_Stated goal_
Reproduce the lines running from the start of the data through the line holding "[0,107,359,373]", both ends included, with every line unchanged. Leave the pictures out.

_Rows_

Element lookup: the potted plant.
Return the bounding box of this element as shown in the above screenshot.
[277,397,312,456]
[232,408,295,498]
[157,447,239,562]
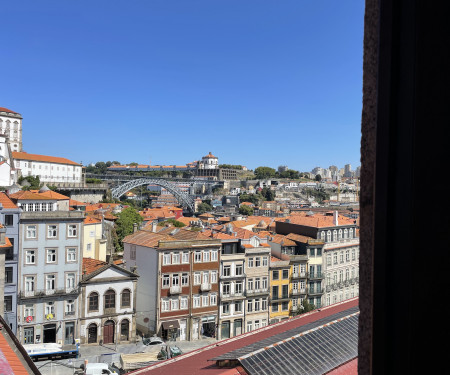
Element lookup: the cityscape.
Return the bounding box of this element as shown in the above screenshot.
[0,0,366,375]
[0,107,359,373]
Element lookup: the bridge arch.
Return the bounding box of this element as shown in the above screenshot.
[111,178,195,213]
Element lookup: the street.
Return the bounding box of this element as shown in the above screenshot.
[35,338,216,375]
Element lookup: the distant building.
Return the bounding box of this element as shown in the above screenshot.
[0,107,22,151]
[13,152,84,185]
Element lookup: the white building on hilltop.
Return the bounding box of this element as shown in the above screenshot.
[0,107,22,151]
[12,152,83,185]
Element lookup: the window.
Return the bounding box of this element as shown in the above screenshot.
[105,290,116,309]
[247,299,253,312]
[44,302,55,316]
[66,273,75,291]
[5,215,14,227]
[25,276,35,296]
[67,224,78,237]
[66,247,77,262]
[172,252,180,264]
[120,289,131,308]
[222,265,231,276]
[23,305,34,318]
[65,299,75,315]
[161,298,170,311]
[45,275,56,292]
[89,292,98,311]
[4,296,12,312]
[193,295,200,307]
[163,253,170,265]
[47,249,56,263]
[5,267,13,284]
[162,275,170,288]
[47,225,58,238]
[26,225,36,238]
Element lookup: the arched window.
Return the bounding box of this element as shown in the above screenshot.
[105,289,116,309]
[120,289,131,307]
[88,292,98,311]
[120,319,130,341]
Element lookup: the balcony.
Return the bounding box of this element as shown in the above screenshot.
[292,272,307,279]
[170,284,182,294]
[220,292,245,301]
[201,283,211,293]
[271,294,290,302]
[308,272,324,280]
[245,289,269,297]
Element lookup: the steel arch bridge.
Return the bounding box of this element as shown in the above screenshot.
[111,178,195,212]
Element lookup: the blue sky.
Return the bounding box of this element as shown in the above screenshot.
[0,0,364,171]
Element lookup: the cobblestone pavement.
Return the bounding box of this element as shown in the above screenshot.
[35,338,216,375]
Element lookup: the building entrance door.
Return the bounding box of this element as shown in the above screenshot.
[42,324,56,344]
[103,320,115,344]
[23,327,34,344]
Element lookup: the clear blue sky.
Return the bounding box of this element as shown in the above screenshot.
[0,0,364,171]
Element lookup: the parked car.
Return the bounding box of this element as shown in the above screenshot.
[142,336,164,346]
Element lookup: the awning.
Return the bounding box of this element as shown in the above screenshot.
[162,320,180,329]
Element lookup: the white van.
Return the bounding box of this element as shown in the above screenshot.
[84,363,120,375]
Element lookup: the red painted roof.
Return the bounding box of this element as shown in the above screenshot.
[132,298,359,375]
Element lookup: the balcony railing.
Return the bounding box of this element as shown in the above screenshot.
[201,283,211,293]
[245,289,269,297]
[18,287,80,299]
[170,285,181,294]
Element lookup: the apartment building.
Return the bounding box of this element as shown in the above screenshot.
[10,192,85,344]
[80,258,138,345]
[215,238,246,340]
[123,228,221,340]
[0,192,20,333]
[276,211,359,307]
[269,256,292,324]
[241,234,270,332]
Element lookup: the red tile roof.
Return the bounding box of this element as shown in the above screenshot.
[12,151,81,166]
[132,298,359,375]
[0,192,18,208]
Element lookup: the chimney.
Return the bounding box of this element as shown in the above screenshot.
[333,211,339,226]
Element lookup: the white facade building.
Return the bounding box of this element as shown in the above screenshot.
[0,107,22,151]
[12,152,83,185]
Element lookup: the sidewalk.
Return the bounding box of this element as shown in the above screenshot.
[35,338,216,375]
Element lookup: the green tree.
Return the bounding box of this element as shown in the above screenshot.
[116,207,143,251]
[197,202,213,215]
[254,167,276,180]
[239,204,253,216]
[158,219,186,228]
[295,298,315,315]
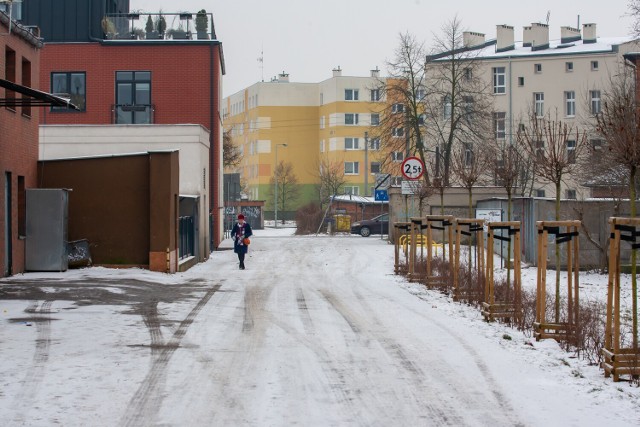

_Exercise output_
Element lookup: the potted plant.
Return the bounding box of this element as shown in the above screenshot.
[277,397,312,456]
[232,408,295,498]
[157,447,239,562]
Element lookup: the cityscape.
Return the bounding box of this element as shown in the above screenshot.
[0,0,366,375]
[0,107,359,373]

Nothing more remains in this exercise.